▶ _Task_: Your task is to return the span of lines beginning at the one with "the white tarp." and ending at the last line of the data, exactly as it stands.

* Start Recorded data *

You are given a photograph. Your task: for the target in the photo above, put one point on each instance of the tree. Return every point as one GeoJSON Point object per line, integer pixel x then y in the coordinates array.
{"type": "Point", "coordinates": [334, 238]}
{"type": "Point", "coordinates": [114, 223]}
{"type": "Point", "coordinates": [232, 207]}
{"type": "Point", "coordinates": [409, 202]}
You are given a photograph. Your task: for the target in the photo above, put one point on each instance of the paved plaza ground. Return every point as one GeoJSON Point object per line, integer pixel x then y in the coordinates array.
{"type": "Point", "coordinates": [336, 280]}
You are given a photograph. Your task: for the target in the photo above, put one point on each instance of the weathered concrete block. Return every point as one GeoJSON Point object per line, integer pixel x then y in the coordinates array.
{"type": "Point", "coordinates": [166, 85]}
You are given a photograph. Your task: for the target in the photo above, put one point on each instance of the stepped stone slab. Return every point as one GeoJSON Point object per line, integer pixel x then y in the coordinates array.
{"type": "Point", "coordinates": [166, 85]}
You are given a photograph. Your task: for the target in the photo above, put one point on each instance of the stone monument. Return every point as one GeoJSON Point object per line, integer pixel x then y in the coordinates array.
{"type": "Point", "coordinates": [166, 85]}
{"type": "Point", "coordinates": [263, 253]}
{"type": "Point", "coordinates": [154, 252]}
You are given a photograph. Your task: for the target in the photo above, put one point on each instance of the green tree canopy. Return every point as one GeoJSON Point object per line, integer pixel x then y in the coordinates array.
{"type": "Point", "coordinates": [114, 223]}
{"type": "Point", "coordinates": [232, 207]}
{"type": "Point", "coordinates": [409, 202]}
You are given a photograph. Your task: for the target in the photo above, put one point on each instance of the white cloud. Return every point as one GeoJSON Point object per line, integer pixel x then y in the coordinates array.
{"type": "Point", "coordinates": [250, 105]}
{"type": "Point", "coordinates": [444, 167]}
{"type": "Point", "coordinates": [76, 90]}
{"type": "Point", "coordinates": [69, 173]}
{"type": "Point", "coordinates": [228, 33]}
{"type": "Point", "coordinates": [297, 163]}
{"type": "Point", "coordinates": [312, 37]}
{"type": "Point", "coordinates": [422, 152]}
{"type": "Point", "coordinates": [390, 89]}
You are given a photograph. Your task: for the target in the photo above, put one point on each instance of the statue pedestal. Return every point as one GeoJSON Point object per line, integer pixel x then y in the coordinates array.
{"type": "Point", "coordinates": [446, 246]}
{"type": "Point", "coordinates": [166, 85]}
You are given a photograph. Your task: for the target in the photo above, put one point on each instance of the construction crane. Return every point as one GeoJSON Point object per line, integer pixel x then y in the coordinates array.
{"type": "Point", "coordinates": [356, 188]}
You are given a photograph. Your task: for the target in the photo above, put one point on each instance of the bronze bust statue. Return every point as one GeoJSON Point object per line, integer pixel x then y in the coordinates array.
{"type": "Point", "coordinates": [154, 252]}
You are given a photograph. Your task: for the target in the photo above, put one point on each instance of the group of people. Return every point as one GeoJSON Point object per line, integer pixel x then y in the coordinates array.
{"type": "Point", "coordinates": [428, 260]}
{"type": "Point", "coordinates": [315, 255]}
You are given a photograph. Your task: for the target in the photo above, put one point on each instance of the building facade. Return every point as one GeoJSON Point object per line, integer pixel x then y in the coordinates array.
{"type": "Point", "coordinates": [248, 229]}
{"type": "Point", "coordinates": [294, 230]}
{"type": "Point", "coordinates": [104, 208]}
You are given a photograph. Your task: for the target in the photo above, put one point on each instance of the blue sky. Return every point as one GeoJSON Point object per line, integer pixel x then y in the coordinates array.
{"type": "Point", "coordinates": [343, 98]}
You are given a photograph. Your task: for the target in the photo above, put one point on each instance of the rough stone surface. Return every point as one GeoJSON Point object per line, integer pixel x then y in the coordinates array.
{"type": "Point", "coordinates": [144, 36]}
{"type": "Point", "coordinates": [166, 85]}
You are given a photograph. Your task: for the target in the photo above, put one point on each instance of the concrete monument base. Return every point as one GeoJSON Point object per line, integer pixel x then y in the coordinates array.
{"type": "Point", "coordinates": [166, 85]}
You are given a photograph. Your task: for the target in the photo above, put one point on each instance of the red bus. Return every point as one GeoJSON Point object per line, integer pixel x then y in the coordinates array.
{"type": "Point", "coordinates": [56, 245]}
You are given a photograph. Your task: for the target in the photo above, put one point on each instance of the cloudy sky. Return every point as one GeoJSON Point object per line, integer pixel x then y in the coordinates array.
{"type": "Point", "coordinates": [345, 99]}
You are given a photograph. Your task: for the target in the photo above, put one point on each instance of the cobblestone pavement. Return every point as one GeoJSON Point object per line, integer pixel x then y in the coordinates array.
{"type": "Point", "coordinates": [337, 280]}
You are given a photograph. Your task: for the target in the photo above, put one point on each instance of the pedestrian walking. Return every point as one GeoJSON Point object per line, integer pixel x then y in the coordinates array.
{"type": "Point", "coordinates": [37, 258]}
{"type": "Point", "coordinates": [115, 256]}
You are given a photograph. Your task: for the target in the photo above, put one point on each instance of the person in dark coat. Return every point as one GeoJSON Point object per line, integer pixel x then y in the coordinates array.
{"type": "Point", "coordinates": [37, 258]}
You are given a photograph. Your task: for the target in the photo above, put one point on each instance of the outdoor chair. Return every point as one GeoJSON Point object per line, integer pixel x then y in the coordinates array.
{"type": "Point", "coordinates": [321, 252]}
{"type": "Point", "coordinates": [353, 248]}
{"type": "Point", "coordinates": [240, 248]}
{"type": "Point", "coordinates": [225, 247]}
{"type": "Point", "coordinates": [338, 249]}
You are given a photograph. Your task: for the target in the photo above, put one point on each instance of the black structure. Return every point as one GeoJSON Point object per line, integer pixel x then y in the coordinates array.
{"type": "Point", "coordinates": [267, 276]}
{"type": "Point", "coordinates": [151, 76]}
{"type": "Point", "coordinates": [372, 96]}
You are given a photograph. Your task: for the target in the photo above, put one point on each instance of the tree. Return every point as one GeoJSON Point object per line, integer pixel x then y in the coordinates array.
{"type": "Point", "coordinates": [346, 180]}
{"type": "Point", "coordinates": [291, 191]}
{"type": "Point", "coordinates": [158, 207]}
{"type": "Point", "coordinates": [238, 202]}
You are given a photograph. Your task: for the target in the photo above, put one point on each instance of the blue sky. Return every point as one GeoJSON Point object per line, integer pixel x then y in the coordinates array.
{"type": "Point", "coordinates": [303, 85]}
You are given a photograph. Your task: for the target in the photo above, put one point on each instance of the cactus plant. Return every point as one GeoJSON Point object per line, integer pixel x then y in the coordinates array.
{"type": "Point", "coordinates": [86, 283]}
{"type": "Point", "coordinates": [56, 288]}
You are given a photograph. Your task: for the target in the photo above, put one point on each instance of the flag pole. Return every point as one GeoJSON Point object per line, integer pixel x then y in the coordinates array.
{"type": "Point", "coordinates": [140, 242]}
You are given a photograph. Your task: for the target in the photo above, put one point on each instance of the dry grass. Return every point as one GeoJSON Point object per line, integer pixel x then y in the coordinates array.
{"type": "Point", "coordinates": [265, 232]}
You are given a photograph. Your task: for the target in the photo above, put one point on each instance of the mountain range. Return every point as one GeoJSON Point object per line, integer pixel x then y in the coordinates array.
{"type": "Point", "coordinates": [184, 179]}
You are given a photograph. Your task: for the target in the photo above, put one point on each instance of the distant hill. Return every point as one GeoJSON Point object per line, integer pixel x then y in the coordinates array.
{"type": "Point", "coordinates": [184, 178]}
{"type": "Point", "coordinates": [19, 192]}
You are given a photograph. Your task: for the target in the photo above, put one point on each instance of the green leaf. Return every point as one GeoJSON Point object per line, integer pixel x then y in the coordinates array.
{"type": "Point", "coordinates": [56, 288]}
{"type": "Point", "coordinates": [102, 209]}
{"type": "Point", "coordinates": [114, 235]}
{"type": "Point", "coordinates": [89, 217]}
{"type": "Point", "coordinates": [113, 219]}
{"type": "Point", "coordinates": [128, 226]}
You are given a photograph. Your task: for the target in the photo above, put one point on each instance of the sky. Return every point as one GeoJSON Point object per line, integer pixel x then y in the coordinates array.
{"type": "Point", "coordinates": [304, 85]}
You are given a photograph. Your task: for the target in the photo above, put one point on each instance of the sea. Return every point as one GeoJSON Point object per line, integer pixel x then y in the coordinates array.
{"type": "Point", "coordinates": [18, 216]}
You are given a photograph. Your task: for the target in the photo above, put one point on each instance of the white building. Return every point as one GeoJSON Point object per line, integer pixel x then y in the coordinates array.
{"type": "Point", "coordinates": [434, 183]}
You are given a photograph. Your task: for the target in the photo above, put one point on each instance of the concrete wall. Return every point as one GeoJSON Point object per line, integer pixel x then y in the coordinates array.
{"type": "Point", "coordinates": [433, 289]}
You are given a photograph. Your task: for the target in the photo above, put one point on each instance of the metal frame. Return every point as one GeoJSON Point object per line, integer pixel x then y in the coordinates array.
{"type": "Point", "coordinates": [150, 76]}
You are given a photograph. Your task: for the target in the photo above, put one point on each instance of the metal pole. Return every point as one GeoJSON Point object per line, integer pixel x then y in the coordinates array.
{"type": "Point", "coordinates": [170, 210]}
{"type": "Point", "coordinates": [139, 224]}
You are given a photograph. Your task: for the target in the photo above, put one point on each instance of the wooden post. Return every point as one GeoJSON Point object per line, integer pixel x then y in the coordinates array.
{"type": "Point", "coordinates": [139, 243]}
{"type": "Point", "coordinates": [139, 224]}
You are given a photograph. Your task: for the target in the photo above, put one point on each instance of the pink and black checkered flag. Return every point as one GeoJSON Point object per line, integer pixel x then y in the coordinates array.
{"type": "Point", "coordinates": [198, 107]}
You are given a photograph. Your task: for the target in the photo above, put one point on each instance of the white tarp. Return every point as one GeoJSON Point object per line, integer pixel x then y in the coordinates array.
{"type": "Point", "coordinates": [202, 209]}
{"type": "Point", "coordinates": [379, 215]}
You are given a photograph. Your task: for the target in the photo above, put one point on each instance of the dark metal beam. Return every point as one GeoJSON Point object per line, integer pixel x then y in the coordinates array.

* End Recorded data *

▶ _Answer to this task_:
You are given a photograph. Your task: for the target in the photo above, put one point on each instance of the white tarp. Return every point as one GeoJSON Point object per line, integer pixel x then y in the coordinates array.
{"type": "Point", "coordinates": [202, 209]}
{"type": "Point", "coordinates": [379, 215]}
You are given a photograph. Your task: for the target in the photo above, put one point on each instance of the dark metal beam. Return every point as one GeoJSON Point object per line, integer pixel x then y in the coordinates array.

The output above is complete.